>> start

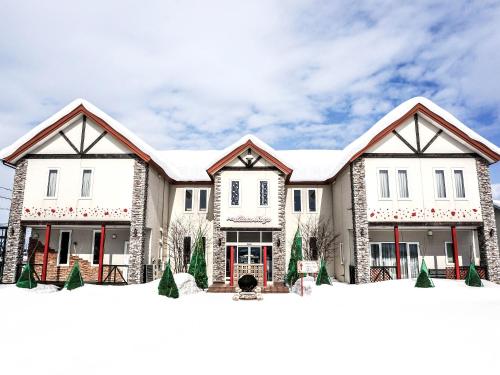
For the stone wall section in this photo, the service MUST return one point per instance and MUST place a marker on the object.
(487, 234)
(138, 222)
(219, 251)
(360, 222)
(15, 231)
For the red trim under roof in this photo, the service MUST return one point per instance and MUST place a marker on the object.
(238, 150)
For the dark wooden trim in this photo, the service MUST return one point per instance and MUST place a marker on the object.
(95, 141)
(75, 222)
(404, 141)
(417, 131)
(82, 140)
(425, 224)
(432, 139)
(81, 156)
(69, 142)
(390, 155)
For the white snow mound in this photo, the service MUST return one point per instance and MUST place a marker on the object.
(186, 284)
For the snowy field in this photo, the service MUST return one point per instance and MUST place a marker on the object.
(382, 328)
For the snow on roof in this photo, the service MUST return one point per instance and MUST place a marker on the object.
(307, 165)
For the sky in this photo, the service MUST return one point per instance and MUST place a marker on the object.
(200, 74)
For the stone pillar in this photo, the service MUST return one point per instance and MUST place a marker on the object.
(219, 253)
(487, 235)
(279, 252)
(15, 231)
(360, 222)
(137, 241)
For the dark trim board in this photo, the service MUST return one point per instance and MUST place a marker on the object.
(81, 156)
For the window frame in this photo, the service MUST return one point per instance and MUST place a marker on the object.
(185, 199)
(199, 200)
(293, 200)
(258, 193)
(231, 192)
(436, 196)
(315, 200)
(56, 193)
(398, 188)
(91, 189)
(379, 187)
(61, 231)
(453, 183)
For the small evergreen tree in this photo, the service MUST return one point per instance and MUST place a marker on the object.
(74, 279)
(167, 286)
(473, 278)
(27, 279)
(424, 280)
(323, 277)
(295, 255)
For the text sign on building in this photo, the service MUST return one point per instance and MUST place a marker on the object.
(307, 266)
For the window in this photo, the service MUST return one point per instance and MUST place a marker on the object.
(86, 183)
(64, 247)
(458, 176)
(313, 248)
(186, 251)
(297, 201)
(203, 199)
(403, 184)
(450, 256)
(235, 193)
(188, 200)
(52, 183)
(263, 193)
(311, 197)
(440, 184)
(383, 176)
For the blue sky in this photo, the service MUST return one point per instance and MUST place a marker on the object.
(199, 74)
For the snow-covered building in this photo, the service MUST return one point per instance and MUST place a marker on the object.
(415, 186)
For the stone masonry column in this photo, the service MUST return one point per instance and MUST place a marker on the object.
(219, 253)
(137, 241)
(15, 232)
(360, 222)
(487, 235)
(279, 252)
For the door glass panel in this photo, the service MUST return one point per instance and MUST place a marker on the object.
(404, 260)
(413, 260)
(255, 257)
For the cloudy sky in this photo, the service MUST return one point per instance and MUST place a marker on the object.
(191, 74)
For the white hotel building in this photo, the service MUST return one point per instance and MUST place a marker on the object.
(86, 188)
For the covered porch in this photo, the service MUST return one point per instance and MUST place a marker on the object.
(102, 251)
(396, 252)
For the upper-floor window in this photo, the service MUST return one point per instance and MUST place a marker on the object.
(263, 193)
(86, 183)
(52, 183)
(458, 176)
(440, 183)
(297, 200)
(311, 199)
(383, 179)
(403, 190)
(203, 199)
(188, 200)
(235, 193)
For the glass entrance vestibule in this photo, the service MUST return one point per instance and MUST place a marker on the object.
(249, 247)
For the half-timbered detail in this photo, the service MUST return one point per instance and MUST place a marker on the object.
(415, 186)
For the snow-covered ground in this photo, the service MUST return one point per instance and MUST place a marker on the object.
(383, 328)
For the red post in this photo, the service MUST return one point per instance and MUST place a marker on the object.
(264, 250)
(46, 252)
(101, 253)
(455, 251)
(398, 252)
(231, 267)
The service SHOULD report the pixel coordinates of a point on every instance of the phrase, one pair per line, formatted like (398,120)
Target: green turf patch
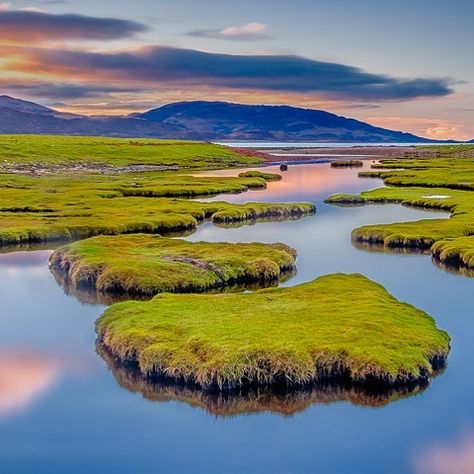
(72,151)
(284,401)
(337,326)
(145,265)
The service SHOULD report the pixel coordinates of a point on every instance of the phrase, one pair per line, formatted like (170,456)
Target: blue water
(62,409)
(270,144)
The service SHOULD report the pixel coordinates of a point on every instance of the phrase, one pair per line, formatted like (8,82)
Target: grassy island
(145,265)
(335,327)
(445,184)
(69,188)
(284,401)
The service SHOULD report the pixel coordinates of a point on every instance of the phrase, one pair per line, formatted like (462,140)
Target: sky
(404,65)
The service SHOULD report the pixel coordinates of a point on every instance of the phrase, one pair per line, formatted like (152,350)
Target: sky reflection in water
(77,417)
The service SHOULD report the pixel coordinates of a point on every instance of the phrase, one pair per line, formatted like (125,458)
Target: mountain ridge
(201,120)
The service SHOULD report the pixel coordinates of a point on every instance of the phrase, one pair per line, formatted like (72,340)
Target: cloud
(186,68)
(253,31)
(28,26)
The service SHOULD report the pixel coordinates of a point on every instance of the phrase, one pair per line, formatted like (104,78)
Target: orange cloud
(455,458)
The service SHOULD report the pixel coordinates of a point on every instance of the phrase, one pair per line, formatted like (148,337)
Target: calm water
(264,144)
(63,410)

>> end

• **DO THIS**
For this exercise, please retype exactly the lines in the listing from the line with "formatted like (462,140)" through its last line, both ends included.

• **RIGHT ANSWER**
The service SHOULD report the pixel coordinates of a point on every instance of the phrase, one pair per line, formatted like (462,140)
Target: sky
(404,65)
The service SHOULD report the pixel coordinates of a point on every instance of the phrase, one pair per line, formatted like (152,350)
Target: sky reflection in water
(77,417)
The service SHOULD report the pixel coordinates of a point on every instance of the phrase, one pair per line, formatted like (125,458)
Target: mountain ridge
(201,120)
The service SHOULD report the pixel coordinates of a point on every instance of the phrase, one pair per line, formatted like (72,340)
Target: cloud
(186,68)
(253,31)
(28,26)
The service SHOULD report the pixel coordinates of a point on every instance of the phrase, one pair per line, formatted like (104,78)
Target: orange cloud
(455,458)
The service SHOULD report the pixel coordinates of a point on every instance of the phrase, one pair per line, formatted like (148,337)
Target: calm water
(264,144)
(63,410)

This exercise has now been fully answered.